Door Leonie Cornips
Onder de ‘beste-wensen’-boodschappen kreeg ik ook de nieuwjaarsfolder Tal van Talen. In en Om het Nederlands van de Taalunie onder ogen. De folder visualiseert en verwoordt de boodschap van de Taalunie anno 2018: Nederland en België is rijk aan variatie en meertaligheid. De strip op de voorkant van de folder bevat noodgedwongen een dosis versimpeling in de poging om de complexiteiten van taalvariatie en meertaligheid als een soort netwerk van knooppunten in kaart te brengen. Meer precies beeldt de strip uit dat talen aan plekken en zelfs heel expliciet aan gebouwen in Nederland en België verankerd zijn.
Nederlands, Duits, Engels en Frans vormen een talig knooppunt binnen de schoolmuren; Nederlands, Arabisch, Turks, Hebreeuws en Tamazight (plus een hokje met daarop ‘andere talen’) in moskee- en kerkgebouwen; streektalen vormen een talig knooppunt binnen een veestal met koeien ervoor; Engels, Fries en Nederlands verkeren in een monumentaal schoolpand; Fryslân is ‘het land van taal’ en ‘meng-variëteiten’ (?) verkeren in wolkenkrabbers. In het knooppunt sociale media is Tamazight, Nederlands, Russisch, Italiaans en Turks geplaatst; op een cv mag Nederlands, Frans, Duits en Hindi; in de bouw en in het modevak is Nederlands toereikend.
Nu kan een bijbehorende tekst de stereotypen in de strip – taal als een statisch verschijnsel verankerd aan plekken/gebouwen – zo loszingen dat hij de noodzakelijke verwondering bij de lezer oproept. Deze verwondering biedt dan ruimte om de visie van de Taalunie over taalvariatie en meertaligheid anno 2018 uit te dragen en welk beleid zij gaat inzetten. Maar de kabbelende tekst vermijdt hete hangijzers voor dat beleid. Zo’n heet hangijzer is of het Nederlands in Nederland en Vlaanderen wel bij uitstek de voertaal is in sociaal verkeer zoals de folder suggereert. Ik zou de schrijver graag willen uitnodigen in mijn huizenblok waar Tamazight de dagelijkse voertaal is, de Oude Hoogstraat in Amsterdam waar Engels de voertaal in de horeca is en in Geulle waar het Limburgs de voertaal is. Is het Tamazight dan nog wel een vreemde taal?

Vastgelegde gegevens:
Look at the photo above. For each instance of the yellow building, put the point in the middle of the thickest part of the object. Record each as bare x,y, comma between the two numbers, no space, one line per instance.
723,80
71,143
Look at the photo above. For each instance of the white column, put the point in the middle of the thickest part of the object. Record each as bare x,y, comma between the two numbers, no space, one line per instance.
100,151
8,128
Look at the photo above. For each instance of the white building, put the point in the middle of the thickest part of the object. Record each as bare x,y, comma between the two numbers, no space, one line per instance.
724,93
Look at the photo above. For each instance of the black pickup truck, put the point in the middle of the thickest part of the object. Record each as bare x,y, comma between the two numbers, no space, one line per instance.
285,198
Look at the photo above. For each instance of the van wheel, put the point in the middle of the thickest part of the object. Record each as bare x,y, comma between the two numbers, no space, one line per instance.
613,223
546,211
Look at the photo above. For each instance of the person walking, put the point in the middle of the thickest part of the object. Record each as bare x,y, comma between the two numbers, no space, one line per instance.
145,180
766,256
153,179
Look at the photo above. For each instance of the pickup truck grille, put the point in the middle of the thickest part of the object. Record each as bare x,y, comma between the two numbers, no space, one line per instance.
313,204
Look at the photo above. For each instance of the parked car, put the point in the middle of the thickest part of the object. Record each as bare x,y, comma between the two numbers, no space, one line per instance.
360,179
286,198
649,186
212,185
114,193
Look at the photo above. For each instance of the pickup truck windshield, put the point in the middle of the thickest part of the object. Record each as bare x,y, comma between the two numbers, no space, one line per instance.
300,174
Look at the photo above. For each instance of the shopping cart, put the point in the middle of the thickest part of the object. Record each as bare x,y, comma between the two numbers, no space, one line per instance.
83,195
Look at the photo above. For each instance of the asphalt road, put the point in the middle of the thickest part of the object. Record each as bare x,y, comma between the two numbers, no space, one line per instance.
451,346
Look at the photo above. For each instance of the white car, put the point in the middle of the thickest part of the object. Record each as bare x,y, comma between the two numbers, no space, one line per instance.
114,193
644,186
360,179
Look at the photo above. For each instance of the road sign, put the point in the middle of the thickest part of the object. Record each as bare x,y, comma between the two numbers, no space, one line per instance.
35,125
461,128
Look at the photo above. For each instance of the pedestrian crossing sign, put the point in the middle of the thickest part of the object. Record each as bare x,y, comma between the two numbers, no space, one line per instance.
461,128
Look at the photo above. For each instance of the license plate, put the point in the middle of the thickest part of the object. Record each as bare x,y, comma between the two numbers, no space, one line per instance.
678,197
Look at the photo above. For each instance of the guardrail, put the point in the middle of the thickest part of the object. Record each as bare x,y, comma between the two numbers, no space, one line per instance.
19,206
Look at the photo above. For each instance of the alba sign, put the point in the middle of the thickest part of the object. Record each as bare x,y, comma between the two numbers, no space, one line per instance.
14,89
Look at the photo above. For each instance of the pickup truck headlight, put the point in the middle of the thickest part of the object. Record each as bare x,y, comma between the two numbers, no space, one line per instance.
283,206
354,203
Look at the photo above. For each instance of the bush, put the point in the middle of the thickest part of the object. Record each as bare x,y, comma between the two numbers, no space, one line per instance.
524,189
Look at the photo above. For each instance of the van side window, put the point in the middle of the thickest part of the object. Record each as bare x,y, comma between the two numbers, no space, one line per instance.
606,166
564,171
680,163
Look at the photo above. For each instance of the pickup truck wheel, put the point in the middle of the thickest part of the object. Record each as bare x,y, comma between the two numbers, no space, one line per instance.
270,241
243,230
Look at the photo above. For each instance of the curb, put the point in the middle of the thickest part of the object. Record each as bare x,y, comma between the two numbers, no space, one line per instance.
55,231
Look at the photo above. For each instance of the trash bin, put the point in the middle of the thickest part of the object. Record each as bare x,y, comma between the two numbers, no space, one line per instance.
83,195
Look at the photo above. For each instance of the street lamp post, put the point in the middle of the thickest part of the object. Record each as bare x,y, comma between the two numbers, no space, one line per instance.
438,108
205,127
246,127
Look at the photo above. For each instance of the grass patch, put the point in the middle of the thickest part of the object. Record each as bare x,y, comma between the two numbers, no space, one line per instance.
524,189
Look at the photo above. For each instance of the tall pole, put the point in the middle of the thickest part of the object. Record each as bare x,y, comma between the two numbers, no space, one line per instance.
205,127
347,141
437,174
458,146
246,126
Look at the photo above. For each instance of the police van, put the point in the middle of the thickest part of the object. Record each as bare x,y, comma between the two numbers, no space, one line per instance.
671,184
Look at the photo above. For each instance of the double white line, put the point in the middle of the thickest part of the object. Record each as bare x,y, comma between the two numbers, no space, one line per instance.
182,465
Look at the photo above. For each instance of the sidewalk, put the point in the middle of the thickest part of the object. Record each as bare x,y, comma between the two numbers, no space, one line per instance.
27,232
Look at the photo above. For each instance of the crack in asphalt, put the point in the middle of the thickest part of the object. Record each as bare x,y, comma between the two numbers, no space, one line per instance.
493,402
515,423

Opdracht 1:
Welke taal is volgens de column de voertaal in Geulle?
Opdracht 2:
Geef het deel van de column van "Nederlands, Duits, Engels" tot "is Nederlands toereikend." opnieuw, met "veestal" vervangen door "boerderij".
Opdracht 3:
Welke talen zijn volgens de column in het knooppunt sociale media geplaatst?
De lijst staat los van de column.

Resultaat 1:
Het Limburgs.

Resultaat 2:
Nederlands, Duits, Engels en Frans vormen een talig knooppunt binnen de schoolmuren; Nederlands, Arabisch, Turks, Hebreeuws en Tamazight (plus een hokje met daarop ‘andere talen’) in moskee- en kerkgebouwen; streektalen vormen een talig knooppunt binnen een boerderij met koeien ervoor; Engels, Fries en Nederlands verkeren in een monumentaal schoolpand; Fryslân is ‘het land van taal’ en ‘meng-variëteiten’ (?) verkeren in wolkenkrabbers. In het knooppunt sociale media is Tamazight, Nederlands, Russisch, Italiaans en Turks geplaatst; op een cv mag Nederlands, Frans, Duits en Hindi; in de bouw en in het modevak is Nederlands toereikend.

Resultaat 3:
Tamazight, Nederlands, Russisch, Italiaans en Turks.